(Lines of data)
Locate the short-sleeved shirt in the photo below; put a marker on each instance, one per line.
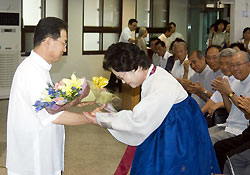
(34, 144)
(205, 78)
(178, 69)
(219, 39)
(236, 121)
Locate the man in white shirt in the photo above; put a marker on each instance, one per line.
(174, 34)
(216, 101)
(180, 49)
(35, 140)
(162, 51)
(165, 37)
(236, 122)
(212, 53)
(155, 57)
(127, 33)
(200, 88)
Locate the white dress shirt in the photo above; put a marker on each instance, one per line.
(205, 78)
(35, 146)
(236, 122)
(178, 69)
(125, 35)
(166, 40)
(160, 91)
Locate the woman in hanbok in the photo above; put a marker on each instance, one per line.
(167, 125)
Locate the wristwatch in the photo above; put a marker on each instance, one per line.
(231, 94)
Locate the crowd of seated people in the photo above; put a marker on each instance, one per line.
(219, 81)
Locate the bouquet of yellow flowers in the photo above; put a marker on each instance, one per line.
(70, 92)
(62, 95)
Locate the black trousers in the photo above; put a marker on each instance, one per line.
(229, 147)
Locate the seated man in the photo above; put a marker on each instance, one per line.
(165, 37)
(216, 100)
(200, 86)
(236, 122)
(236, 149)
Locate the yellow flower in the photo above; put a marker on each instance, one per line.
(101, 82)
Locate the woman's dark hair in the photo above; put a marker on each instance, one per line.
(239, 45)
(245, 30)
(213, 46)
(124, 57)
(219, 21)
(48, 27)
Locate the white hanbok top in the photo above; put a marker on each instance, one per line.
(35, 146)
(236, 122)
(160, 91)
(216, 97)
(205, 78)
(125, 35)
(178, 69)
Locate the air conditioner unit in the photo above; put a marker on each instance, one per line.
(10, 43)
(227, 1)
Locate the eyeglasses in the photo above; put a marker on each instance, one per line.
(64, 44)
(214, 57)
(237, 65)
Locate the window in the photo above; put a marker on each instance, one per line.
(33, 11)
(153, 14)
(101, 24)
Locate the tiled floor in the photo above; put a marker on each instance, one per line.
(89, 150)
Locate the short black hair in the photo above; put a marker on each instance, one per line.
(198, 53)
(49, 27)
(131, 21)
(168, 28)
(172, 23)
(214, 46)
(219, 21)
(124, 57)
(153, 39)
(161, 43)
(239, 45)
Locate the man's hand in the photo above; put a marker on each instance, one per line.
(91, 116)
(195, 88)
(222, 85)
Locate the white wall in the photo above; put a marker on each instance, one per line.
(82, 65)
(239, 19)
(91, 65)
(178, 15)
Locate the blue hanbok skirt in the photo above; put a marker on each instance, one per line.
(180, 145)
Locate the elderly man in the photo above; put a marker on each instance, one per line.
(216, 100)
(236, 121)
(200, 88)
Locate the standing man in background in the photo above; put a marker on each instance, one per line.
(127, 36)
(174, 34)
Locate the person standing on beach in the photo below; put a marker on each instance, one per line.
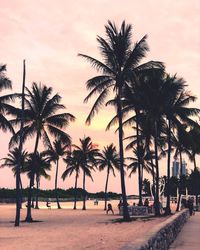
(110, 208)
(191, 206)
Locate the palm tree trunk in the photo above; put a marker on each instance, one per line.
(156, 202)
(75, 190)
(139, 160)
(84, 198)
(195, 164)
(126, 215)
(56, 183)
(168, 209)
(21, 188)
(180, 187)
(153, 176)
(30, 191)
(106, 187)
(18, 192)
(36, 195)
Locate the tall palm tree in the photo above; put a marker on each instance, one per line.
(18, 179)
(181, 142)
(14, 157)
(88, 153)
(194, 134)
(109, 160)
(120, 62)
(41, 121)
(58, 150)
(40, 163)
(5, 125)
(175, 108)
(73, 161)
(5, 107)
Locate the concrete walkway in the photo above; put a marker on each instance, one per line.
(189, 237)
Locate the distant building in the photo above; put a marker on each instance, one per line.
(176, 168)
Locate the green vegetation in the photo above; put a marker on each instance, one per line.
(155, 105)
(63, 194)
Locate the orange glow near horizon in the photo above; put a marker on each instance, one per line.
(51, 37)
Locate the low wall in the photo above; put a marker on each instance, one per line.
(162, 235)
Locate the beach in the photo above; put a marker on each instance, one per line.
(70, 229)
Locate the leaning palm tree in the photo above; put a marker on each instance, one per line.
(5, 107)
(73, 161)
(88, 154)
(109, 160)
(41, 163)
(119, 65)
(41, 121)
(14, 157)
(194, 147)
(58, 150)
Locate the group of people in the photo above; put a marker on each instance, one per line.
(189, 204)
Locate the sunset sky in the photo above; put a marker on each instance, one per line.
(50, 34)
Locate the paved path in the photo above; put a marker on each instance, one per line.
(189, 237)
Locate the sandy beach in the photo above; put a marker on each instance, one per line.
(70, 229)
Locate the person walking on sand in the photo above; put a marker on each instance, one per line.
(110, 208)
(191, 206)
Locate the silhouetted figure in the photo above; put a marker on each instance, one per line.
(119, 205)
(96, 202)
(32, 204)
(146, 202)
(109, 208)
(48, 204)
(191, 206)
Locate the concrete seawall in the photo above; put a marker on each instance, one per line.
(161, 236)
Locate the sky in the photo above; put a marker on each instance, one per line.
(49, 35)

[Exercise directions] Rewrite the rows from the one containing "Locate the person walking" through the last row, requests included, multiplying every coordinate in the answers by 0.85 and rounding to whole numbers with halves rounded up. Give only those rows.

[Correct result]
Locate the person walking on sand in the photo above; put a marker on each instance, one per line.
(94, 177)
(162, 175)
Locate the silhouetted figure in the photo above; put a marker on each instance, one per line.
(101, 174)
(82, 172)
(27, 173)
(124, 172)
(93, 177)
(41, 173)
(162, 175)
Locate the concrete seawall in the photo above; put a marker on each instance, one per line.
(137, 201)
Locate the sky in the photo above; put a marker on each instance, one per line.
(42, 30)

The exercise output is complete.